• _What the exercise asks_
Without the pictures, retype exactly the lines from the top of the entries below through the line that contains "find the metal railing".

• _Provided records_

· · · · · · ·

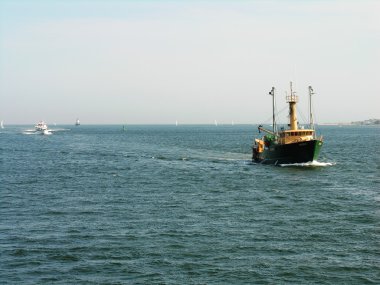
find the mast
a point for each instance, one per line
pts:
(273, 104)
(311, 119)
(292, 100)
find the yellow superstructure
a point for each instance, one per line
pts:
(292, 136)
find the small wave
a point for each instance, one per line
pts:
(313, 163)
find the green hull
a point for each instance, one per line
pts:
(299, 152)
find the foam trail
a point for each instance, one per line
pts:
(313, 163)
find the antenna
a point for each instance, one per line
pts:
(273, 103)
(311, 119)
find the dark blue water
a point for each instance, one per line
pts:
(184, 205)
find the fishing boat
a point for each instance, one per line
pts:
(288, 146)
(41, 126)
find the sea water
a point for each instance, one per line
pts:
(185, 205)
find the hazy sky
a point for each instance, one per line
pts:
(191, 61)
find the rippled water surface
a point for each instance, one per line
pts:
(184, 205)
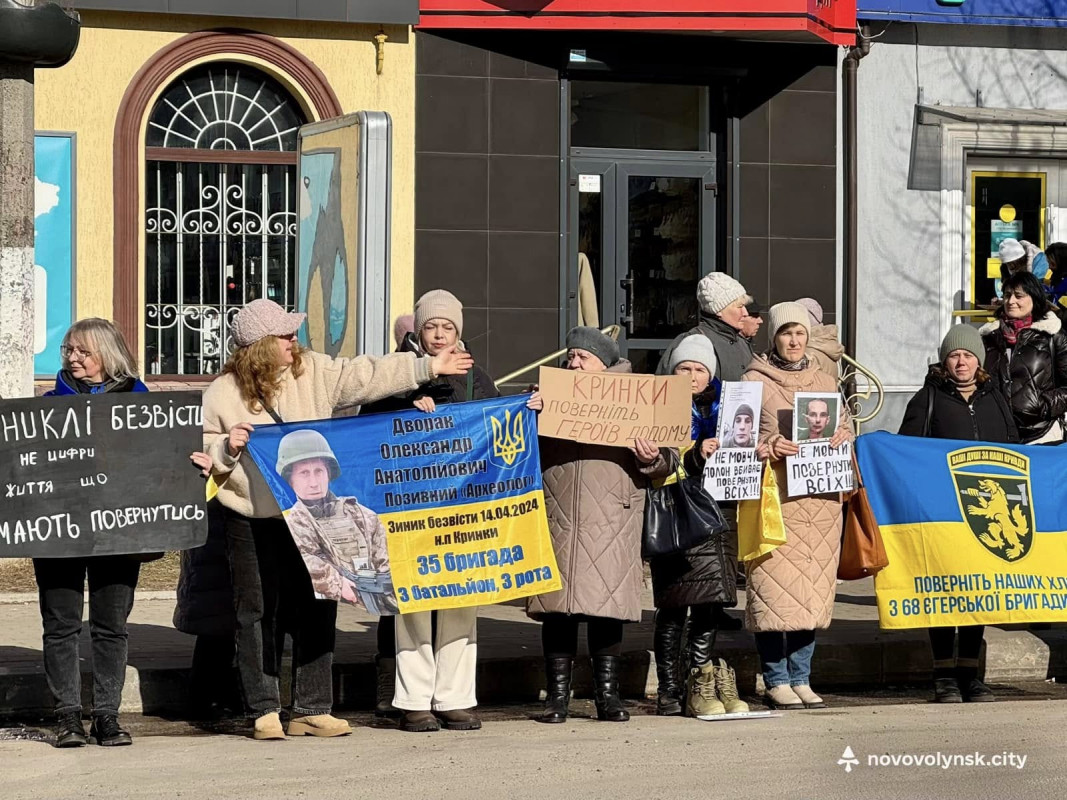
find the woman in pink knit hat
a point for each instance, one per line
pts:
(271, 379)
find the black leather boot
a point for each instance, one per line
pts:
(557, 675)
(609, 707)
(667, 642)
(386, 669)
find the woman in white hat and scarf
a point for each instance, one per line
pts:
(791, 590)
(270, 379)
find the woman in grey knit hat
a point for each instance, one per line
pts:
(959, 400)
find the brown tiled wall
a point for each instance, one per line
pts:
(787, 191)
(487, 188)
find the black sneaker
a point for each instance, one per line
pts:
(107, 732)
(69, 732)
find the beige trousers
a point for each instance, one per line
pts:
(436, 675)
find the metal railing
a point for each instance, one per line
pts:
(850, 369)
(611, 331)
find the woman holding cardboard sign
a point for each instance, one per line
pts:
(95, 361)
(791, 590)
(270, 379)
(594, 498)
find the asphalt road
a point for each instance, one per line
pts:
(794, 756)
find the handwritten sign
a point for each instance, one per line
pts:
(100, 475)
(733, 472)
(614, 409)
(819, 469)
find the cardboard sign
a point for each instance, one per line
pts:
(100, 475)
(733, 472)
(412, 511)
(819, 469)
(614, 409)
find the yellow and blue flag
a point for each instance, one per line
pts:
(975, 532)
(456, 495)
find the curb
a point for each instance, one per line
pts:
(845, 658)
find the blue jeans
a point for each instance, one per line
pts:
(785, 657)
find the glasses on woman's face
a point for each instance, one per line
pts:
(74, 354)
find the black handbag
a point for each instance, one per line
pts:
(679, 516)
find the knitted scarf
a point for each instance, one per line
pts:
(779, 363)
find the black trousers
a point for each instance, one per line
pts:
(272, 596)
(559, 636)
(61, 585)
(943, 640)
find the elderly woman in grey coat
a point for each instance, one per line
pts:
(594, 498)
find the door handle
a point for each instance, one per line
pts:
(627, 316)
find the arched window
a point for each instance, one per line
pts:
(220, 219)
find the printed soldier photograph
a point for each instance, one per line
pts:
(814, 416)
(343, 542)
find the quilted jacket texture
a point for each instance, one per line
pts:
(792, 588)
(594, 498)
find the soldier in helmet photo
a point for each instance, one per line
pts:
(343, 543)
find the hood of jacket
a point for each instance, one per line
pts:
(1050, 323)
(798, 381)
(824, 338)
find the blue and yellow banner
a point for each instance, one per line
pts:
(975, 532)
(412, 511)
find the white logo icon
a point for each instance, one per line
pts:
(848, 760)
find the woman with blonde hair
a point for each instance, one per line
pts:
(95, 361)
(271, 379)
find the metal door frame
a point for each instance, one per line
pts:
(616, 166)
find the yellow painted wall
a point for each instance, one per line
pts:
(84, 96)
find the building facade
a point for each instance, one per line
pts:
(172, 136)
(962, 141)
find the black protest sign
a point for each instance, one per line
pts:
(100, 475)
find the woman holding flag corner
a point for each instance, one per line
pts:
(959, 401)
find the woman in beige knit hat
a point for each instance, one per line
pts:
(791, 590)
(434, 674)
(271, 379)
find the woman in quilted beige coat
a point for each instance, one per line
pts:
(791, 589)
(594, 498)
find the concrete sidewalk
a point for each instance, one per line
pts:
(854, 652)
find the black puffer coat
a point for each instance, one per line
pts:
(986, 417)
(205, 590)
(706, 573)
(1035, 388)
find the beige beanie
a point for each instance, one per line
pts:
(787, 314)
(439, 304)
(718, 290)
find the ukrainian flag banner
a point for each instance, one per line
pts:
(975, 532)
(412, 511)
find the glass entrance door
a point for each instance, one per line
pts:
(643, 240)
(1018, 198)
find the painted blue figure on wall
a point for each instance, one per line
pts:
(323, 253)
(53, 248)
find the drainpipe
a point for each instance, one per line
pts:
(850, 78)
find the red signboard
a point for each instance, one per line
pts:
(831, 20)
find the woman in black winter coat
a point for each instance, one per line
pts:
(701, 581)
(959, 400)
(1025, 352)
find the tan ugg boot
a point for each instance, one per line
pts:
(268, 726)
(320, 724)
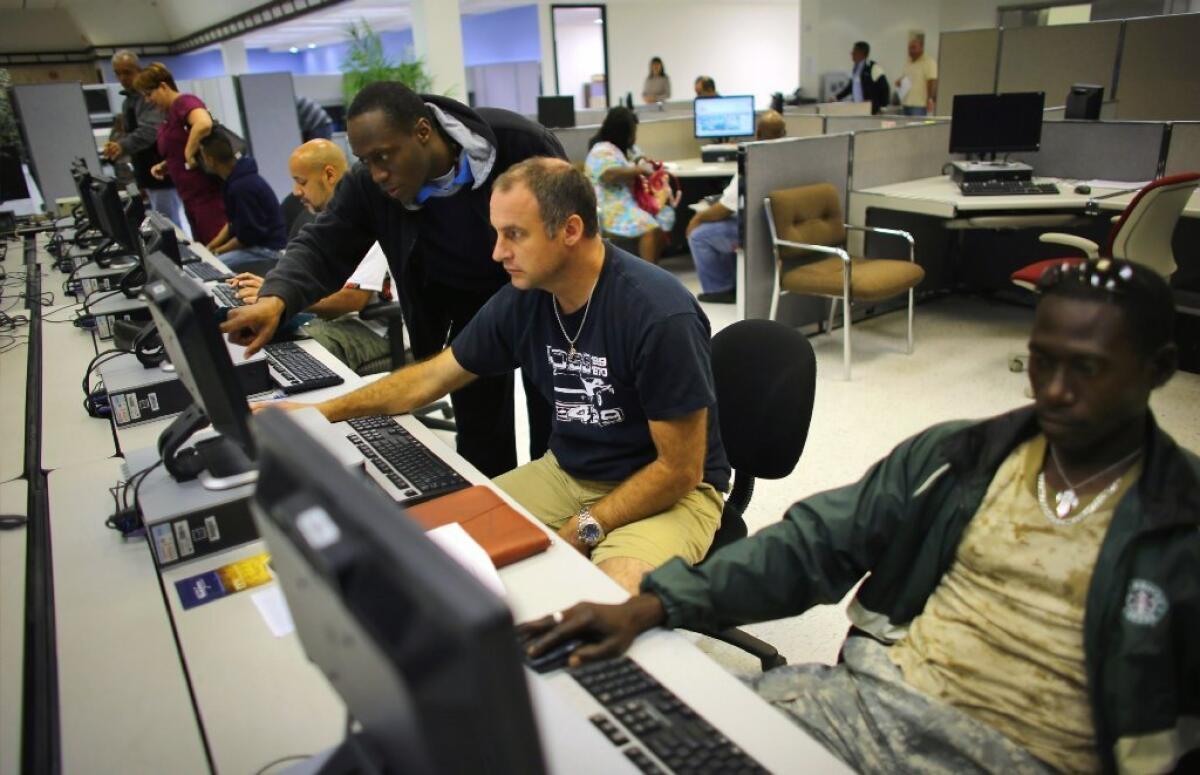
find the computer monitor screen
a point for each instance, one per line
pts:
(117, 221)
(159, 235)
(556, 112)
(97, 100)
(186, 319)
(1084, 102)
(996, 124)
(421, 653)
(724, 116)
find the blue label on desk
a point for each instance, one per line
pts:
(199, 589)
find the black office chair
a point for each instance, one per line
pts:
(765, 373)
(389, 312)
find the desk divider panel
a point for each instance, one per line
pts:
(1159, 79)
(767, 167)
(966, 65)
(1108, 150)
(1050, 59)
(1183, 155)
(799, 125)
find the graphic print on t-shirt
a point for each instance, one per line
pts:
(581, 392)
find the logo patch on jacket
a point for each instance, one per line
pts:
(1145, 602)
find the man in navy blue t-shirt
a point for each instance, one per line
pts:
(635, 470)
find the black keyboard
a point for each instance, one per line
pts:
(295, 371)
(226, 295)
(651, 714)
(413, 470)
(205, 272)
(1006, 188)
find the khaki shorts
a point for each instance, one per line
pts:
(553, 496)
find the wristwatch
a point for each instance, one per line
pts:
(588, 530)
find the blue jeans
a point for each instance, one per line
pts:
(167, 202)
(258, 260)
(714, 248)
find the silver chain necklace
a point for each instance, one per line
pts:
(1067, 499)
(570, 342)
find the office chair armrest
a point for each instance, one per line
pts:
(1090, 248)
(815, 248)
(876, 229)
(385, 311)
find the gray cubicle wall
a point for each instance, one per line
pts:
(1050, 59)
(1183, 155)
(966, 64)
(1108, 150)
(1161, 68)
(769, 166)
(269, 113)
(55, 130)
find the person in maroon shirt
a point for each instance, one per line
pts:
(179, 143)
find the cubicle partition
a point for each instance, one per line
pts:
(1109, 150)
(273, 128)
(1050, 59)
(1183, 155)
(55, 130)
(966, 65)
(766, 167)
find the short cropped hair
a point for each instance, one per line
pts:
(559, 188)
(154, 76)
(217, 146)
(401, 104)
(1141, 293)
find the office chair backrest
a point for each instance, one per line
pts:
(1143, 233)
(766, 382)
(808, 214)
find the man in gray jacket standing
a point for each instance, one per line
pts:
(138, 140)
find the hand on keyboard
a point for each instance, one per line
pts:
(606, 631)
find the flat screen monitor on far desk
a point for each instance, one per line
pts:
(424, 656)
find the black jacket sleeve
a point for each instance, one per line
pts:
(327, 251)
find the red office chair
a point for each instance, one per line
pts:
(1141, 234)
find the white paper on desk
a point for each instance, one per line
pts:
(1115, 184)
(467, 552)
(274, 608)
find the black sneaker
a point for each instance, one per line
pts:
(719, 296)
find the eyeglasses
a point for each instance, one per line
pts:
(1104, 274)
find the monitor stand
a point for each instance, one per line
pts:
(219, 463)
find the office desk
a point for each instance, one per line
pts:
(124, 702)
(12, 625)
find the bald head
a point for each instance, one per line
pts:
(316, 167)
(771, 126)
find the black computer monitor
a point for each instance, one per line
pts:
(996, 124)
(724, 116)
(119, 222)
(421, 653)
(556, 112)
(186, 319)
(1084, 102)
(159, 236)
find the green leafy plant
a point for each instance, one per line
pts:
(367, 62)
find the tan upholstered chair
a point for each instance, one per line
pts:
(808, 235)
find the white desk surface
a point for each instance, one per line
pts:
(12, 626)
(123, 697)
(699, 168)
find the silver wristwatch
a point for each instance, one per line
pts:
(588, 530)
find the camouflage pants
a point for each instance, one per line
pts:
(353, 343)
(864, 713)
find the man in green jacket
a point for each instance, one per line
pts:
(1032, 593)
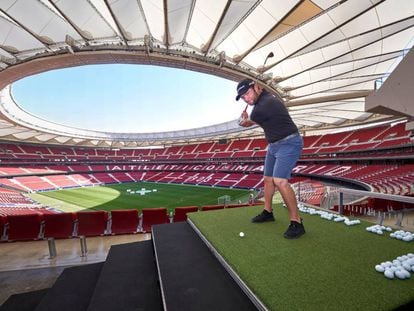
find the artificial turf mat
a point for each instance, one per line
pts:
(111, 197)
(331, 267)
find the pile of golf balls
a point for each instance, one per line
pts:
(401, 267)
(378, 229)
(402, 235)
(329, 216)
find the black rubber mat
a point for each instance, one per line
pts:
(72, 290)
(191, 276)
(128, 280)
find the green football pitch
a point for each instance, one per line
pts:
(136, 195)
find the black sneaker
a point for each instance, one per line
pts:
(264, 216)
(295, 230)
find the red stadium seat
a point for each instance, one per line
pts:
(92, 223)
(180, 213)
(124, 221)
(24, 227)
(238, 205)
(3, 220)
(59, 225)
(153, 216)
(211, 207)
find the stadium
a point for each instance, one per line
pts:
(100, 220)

· · · · · · ·

• _Exercise answer_
find the mast
a point for each instance, one per line
pts:
(273, 104)
(311, 119)
(292, 100)
find the yellow superstructure
a point for each instance, one per line
pts:
(292, 136)
find the small wave
a point for each instance, one per line
pts:
(313, 163)
find the green hull
a point for each instance, one per line
pts:
(299, 152)
find the foam trail
a point for each instance, one per line
pts:
(313, 163)
find the antenna
a point for each instance, one per line
pts:
(273, 103)
(311, 119)
find the dark blue water
a point for each instance, one per line
pts:
(184, 205)
find the fishing boat
a point for each instance, one per line
pts:
(288, 146)
(41, 126)
find the sea water
a point for each instance, one per line
pts:
(185, 205)
find the hazy sky
a point for each instance, one per line
pts:
(191, 61)
find the rippled water surface
a point for each instance, one per line
pts:
(184, 205)
find the woman in pink knit hat
a point for each instance, one per line
pts:
(271, 379)
find the black leather boot
a point for each instance, one per line
pts:
(557, 675)
(609, 707)
(667, 642)
(386, 669)
find the woman in white hat and scarf
a point for each instance, one per line
pts:
(791, 590)
(270, 379)
find the woman in grey knit hat
a point for each instance, one per line
pts:
(959, 400)
find the brown tiled wall
a point for each instance, one per line
pts:
(787, 191)
(487, 188)
find the black sneaker
a point for each instance, one per line
pts:
(107, 732)
(69, 732)
find the beige trousers
a point for each instance, one per line
pts:
(436, 675)
find the metal railing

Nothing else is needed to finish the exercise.